┏━━

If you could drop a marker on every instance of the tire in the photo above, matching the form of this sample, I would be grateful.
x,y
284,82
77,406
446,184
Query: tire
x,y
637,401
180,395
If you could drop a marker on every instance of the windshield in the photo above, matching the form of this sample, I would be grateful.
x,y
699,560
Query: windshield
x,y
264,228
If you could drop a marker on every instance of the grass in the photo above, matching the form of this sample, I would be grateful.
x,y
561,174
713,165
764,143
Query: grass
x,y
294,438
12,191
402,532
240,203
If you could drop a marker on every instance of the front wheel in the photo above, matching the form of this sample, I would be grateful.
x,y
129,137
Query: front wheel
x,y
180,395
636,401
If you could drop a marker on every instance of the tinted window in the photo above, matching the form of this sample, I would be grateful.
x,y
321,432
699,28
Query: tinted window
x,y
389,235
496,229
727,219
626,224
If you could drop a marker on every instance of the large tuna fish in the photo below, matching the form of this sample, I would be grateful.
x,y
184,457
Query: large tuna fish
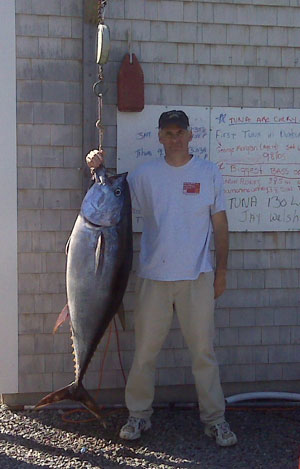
x,y
98,265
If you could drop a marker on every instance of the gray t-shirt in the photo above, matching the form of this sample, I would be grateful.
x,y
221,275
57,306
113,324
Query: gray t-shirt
x,y
176,204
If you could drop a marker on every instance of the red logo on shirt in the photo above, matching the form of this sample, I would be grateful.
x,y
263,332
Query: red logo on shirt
x,y
191,187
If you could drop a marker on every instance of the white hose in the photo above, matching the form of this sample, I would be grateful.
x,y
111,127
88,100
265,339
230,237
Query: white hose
x,y
248,396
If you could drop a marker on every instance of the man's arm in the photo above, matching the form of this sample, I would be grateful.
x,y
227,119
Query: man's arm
x,y
221,238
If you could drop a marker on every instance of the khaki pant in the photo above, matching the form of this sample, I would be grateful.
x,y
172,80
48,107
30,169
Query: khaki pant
x,y
194,304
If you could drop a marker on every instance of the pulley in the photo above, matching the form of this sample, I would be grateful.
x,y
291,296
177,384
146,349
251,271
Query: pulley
x,y
103,44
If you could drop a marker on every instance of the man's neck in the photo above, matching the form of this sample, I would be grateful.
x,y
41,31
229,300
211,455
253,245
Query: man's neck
x,y
177,159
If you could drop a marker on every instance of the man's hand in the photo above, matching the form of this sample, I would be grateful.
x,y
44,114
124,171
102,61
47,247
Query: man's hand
x,y
220,282
94,159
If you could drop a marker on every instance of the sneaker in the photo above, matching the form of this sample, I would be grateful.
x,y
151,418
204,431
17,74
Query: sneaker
x,y
134,428
221,433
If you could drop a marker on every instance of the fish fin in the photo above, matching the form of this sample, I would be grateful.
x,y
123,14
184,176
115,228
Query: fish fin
x,y
99,253
74,392
67,246
121,314
63,316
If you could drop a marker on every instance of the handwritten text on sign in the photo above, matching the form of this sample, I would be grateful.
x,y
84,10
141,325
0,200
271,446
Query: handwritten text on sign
x,y
258,153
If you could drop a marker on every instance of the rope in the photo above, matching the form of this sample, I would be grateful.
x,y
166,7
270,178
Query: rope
x,y
101,9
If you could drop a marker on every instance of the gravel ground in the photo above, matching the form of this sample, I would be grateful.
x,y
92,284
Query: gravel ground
x,y
36,439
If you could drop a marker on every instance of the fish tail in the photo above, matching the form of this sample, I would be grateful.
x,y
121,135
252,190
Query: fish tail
x,y
74,392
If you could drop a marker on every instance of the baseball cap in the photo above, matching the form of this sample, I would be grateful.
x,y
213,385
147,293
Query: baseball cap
x,y
173,117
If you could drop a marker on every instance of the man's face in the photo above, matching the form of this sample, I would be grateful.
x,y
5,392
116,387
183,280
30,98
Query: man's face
x,y
175,139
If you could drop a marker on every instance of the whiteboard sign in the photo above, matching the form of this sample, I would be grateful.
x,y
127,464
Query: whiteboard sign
x,y
258,153
137,138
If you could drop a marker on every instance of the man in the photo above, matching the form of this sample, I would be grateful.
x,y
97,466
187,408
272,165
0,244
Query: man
x,y
181,199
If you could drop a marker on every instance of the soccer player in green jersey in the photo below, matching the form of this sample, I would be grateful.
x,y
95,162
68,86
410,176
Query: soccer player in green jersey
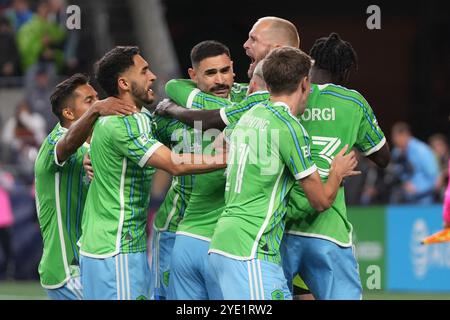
x,y
316,245
269,153
124,153
61,184
266,34
211,72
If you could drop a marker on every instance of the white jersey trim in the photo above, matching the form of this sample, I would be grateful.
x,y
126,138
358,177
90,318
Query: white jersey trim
x,y
223,116
305,173
376,148
196,236
321,236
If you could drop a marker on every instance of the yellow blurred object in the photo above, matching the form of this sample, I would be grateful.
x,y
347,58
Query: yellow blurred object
x,y
438,237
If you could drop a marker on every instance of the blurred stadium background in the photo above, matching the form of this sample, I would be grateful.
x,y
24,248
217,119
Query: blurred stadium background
x,y
403,72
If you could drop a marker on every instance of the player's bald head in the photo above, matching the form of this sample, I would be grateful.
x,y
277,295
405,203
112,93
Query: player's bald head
x,y
280,32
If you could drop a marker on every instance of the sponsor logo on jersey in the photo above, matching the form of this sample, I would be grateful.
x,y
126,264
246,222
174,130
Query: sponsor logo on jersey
x,y
319,114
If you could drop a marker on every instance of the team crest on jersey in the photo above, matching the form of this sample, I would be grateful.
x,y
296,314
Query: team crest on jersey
x,y
277,295
306,151
103,120
143,139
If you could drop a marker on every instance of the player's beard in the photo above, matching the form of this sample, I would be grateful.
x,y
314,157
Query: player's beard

┗━━

Copy out every line of the records, starting with the line containing "the white jersey" and going on through the end of the records, adding -44 to each number in the answer coordinates. Leave all other lines, including the sample coordinates, unchanged.

If you could drop a marker on every instance of the white jersey trim in the photo above, matching the form of this sample, I would be grateful.
x,y
126,138
358,177
90,318
Query: white jersey trim
x,y
179,72
261,129
332,104
152,192
277,192
If you could drop a marker on every instance of the yellow blurred object in the photo above, matching the form of this sample, I would be grateful.
x,y
347,58
Query: yellow blurred object
x,y
394,193
If you could drop a marker on every instance of the blurred stadium background in the photo above, matching the form of this sample, I would be grateful.
x,y
24,248
217,119
Query: blurred stadium background
x,y
359,28
If you could drop a marker on every instance of the player's bald head in the photo above, matching the form of this sample, I would be grateful.
x,y
277,295
405,203
112,93
Query: player's bald head
x,y
236,-12
If you could drop a marker on every instance of the sponsor logo on jersey in the photo above, matching the form of this sample, I would be grateful.
x,y
126,264
246,222
174,130
Query: sponsor logo on jersey
x,y
275,70
If you could drop a marker on every instance of the team crest on jersey in the photo above, matching the form of this sample, I would be grateful.
x,y
296,314
Query: team crest on jersey
x,y
233,251
262,107
59,76
99,95
If you could drop a marker on every instance of the player's beard in the photo above, matching the form of this sample, I would be grateful.
x,y
314,157
Query: player's beard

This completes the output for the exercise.